● Extracted records:
-*-*-

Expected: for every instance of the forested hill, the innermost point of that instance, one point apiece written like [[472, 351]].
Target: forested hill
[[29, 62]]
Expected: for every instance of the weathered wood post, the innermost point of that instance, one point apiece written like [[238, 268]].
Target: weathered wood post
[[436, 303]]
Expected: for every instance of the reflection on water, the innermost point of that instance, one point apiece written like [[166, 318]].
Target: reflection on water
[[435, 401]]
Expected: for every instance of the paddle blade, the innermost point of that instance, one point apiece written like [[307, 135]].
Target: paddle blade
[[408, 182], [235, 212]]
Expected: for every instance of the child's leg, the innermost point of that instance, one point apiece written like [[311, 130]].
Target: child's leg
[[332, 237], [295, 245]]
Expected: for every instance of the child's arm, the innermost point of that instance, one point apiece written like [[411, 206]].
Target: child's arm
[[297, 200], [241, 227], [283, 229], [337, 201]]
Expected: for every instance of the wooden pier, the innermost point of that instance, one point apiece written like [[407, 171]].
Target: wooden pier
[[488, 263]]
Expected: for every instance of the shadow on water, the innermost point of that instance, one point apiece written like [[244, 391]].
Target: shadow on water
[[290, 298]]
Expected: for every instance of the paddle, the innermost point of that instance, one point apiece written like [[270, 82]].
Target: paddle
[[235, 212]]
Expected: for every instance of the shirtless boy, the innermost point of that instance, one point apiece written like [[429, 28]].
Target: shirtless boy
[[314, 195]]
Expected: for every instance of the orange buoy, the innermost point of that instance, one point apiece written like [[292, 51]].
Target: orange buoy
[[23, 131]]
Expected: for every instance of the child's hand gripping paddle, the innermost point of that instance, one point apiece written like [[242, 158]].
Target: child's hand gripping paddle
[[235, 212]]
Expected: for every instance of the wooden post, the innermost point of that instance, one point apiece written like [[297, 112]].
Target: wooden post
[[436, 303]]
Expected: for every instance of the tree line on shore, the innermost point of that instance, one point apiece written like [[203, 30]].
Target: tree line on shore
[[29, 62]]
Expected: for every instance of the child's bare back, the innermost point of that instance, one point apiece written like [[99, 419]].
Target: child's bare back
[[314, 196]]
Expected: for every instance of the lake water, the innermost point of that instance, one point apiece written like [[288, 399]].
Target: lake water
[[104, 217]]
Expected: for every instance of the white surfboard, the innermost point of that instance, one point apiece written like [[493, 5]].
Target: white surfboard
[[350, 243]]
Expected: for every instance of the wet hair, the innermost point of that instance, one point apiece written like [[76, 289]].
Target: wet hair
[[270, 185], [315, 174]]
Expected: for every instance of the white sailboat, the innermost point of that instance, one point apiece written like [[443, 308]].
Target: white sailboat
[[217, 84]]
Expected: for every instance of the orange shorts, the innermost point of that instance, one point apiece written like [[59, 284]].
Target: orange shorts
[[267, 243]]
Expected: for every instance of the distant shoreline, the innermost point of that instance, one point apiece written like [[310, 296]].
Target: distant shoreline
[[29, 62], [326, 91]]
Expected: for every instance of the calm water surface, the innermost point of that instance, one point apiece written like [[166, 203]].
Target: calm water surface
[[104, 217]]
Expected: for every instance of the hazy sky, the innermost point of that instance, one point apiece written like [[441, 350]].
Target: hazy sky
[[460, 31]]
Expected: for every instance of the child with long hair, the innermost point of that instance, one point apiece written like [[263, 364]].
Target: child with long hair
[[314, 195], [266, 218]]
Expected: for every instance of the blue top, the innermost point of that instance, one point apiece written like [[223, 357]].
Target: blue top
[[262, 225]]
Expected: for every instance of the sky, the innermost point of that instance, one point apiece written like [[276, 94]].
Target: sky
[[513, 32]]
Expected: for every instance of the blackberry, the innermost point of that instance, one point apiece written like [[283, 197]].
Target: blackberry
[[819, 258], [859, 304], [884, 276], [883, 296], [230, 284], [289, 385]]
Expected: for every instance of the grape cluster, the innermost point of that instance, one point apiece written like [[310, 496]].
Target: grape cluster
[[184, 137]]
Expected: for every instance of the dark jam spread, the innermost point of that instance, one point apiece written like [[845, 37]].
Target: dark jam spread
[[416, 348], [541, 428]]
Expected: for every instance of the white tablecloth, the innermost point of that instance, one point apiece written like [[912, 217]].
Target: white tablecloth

-*-*-

● SHORT TASK:
Write out every line of the listing above verbatim, without altering any character.

● RESPONSE TO THE EXERCISE:
Expected: for every instance of the forested hill, the innermost point of that instance, one point apiece written like [[472, 351]].
Target: forested hill
[[29, 62]]
Expected: for every instance of the weathered wood post, the innermost point of that instance, one point apiece written like [[238, 268]].
Target: weathered wood post
[[436, 303]]
Expected: for every instance of the reflection on water, the innermost point of that instance, one point apiece written like [[166, 318]].
Target: reflection on water
[[435, 401]]
Expected: for every instance of the paddle blade, the innermost point of that instance, one point apiece written like [[307, 135]].
Target: paddle blade
[[408, 182], [235, 212]]
Expected: for every instance of the child's leg, the innermost point of that instance, one point apiece written like [[311, 130]].
Target: child's leg
[[332, 237], [295, 245]]
Expected: for every instance of the child's arm, the innermost point of that instance, one point apiece written like [[411, 206]].
Target: child's arm
[[297, 200], [241, 227], [283, 229], [337, 201]]
Expected: for every instance of the wooden pier, the innermost point of that instance, one point apiece written like [[407, 171]].
Target: wooden pier
[[488, 263]]
Expected: for every instance of the shadow on water, the innermost point of that instance, one point apiece written like [[244, 391]].
Target: shadow on water
[[290, 298]]
Expected: for every instance of the paddle, the innermost point of that instance, one point apiece written like [[270, 82]].
Target: paddle
[[235, 212]]
Expected: for every instance of the shirtless boy, the innermost point of that instance, one point apiece written like [[429, 28]].
Target: shirtless boy
[[314, 195]]
Expected: for every instance of the orange buoy, the innermost point of that instance, one point apiece written like [[292, 51]].
Target: orange buoy
[[23, 131]]
Expected: for every instance of the child's hand gripping paddle, the innermost point of that instance, one point apiece written like [[242, 158]].
Target: child's hand gripping paddle
[[235, 212]]
Expected: for every instance of the wooden post, the innermost point of that instance, one point apiece written like [[297, 112]].
Target: wooden post
[[436, 303]]
Expected: for every instance of the tree line on shore, the innermost point of that instance, one point apiece written like [[203, 30]].
Target: tree line on shore
[[29, 62]]
Expected: for every instance of the child's bare back, the innermost point of that instance, one point apiece written like [[99, 419]].
Target: child's bare back
[[314, 196]]
Expected: for every instance of the lake water, the innermost point of that instance, one point apiece written like [[288, 399]].
Target: lake water
[[104, 217]]
Expected: for every instance of the white surfboard, the innermost point of that instance, one point apiece written like [[493, 5]].
Target: white surfboard
[[350, 243]]
Expected: for every instance of the wet hair, the innermost point of that instance, one point apiece written like [[76, 289]].
Target: wet hair
[[270, 185], [315, 174]]
Expected: for every instance of the white sailboat, the innermost point of that instance, one point apiece written like [[443, 308]].
Target: white sailboat
[[217, 84]]
Expected: for every instance of the orange shorts, the innermost point of that instance, one point apiece written like [[59, 284]].
Target: orange shorts
[[267, 243]]
Expected: for every instance of the distant shoreline, the innermost point of that instance, one point apiece written like [[310, 296]].
Target: distant shoreline
[[29, 62], [326, 91]]
Expected: for every instance of the calm water surface, the innermost point of that instance, one point apiece written like [[166, 203]].
Target: calm water surface
[[104, 217]]
Expected: for every instance of the hazy sky, the innermost point of that instance, one point apiece written like [[441, 350]].
Target: hazy sky
[[460, 31]]
Expected: for every instance of the child with long hair, the innermost point of that instance, one point apiece written like [[263, 364]].
Target: child with long hair
[[314, 195], [266, 218]]
Expected: for every instance of the blue top, the innermost point of that instance, one point apiece written like [[223, 357]].
Target: blue top
[[262, 225]]
Expected: for every instance of the sky, the innermost point of that instance, one point apiece written like [[276, 94]].
Target: sky
[[513, 32]]
Expected: for every instance of the blackberry, the innermost point of that instance, one point apiece written like [[283, 197]].
Target: blackberry
[[819, 258], [859, 304], [884, 276], [883, 296], [230, 284], [289, 385]]
Expected: for every instance of the grape cluster, the innermost point of that instance, one point apiece written like [[310, 496]].
Target: grape cluster
[[184, 137]]
Expected: for every instance of the dark jam spread, the innermost point of that instance, one point apiece written like [[845, 37]].
Target: dark jam spread
[[416, 348], [541, 428]]
Expected: for every instance of the white tablecloth, the innermost point of that instance, one point apiece written like [[912, 217]].
Target: white tablecloth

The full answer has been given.